§ **Work task 1**
Please copy the No-Fly List passage word for word, starting at "The unconstitutionality of" and ending at "by the ACLU.".
§ **Work task 2**
According to the No-Fly List passage, who is challenging the revised redress process?
§ **Work task 3**
Condense the paragraph of the No-Fly List passage that begins "The unconstitutionality of the process" into a shorter version that keeps its main facts.

§ **Document segment**

========

The unconstitutionality of the process by which individuals are added to the No-Fly List – as it relates to the list then being used to deny constitutional rights – is exacerbated by the near impossibility of getting removed from the list. The redress process was held unconstitutional in Latif, and subsequently modified in April of 2015, but many of the problems that resulted in its unconstitutionality persist. Once challenged, the government will now at least inform the party whether or not they are on the No-Fly List, but it still refuses to sufficiently reveal its reasons for including somebody on the list. So simple clerical and factual errors are still difficult to correct and frequently go unnoticed, and challengers are still left guessing what they must dispute in order to clear their names. The revised redress process is again being challenged by the ACLU.

Put simply, the procedures for getting both on and off the No-Fly List are insufficient to deprive Second Amendment rights under the Constitution’s Due Process Clause. Due Process prevents the government from depriving “any person” of “life, liberty, or property” without minimal safeguards, such as notice and a hearing.

========

§ **Entries provided**

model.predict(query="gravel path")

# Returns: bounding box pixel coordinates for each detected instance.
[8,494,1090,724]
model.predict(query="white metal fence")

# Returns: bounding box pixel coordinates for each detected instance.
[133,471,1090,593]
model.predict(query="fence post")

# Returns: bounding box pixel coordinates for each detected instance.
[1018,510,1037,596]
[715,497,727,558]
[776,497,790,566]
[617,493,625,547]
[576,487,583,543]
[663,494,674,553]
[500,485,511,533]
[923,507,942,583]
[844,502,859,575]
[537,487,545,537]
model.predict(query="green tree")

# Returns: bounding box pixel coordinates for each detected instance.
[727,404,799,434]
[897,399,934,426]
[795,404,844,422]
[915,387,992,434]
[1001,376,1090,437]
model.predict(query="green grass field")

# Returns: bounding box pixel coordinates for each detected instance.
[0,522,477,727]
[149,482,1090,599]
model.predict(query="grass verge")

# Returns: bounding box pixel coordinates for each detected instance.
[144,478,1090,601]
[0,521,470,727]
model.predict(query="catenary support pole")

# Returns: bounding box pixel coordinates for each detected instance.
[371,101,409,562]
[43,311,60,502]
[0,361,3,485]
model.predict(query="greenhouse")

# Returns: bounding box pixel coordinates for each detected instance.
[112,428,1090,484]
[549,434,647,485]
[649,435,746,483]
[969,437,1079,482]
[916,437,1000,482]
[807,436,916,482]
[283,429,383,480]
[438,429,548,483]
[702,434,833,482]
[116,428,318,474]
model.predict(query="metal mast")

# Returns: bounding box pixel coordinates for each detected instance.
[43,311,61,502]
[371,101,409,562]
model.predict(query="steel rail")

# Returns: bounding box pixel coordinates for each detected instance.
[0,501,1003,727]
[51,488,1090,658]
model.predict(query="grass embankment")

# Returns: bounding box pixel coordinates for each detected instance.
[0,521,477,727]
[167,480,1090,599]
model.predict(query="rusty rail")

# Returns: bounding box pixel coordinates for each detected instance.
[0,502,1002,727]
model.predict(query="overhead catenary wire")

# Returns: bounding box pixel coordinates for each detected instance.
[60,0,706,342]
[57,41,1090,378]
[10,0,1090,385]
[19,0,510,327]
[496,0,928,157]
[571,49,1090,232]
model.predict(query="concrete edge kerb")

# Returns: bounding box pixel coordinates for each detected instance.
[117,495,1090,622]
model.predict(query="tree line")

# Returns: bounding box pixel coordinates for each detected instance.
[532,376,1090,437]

========

§ **Written solution 1**
The unconstitutionality of the process by which individuals are added to the No-Fly List – as it relates to the list then being used to deny constitutional rights – is exacerbated by the near impossibility of getting removed from the list. The redress process was held unconstitutional in Latif, and subsequently modified in April of 2015, but many of the problems that resulted in its unconstitutionality persist. Once challenged, the government will now at least inform the party whether or not they are on the No-Fly List, but it still refuses to sufficiently reveal its reasons for including somebody on the list. So simple clerical and factual errors are still difficult to correct and frequently go unnoticed, and challengers are still left guessing what they must dispute in order to clear their names. The revised redress process is again being challenged by the ACLU.

§ **Written solution 2**
The ACLU.

§ **Written solution 3**
The near impossibility of getting off the No-Fly List worsens the unconstitutionality of how people are put on it when the list is used to deny constitutional rights. Latif held the redress process unconstitutional, and it was modified in April 2015, but many of its problems remain. The government now tells challengers whether they are on the list, but it still does not adequately reveal why. Clerical and factual errors therefore remain hard to fix and often go unnoticed, and challengers must guess what to dispute. The ACLU is again challenging the revised process.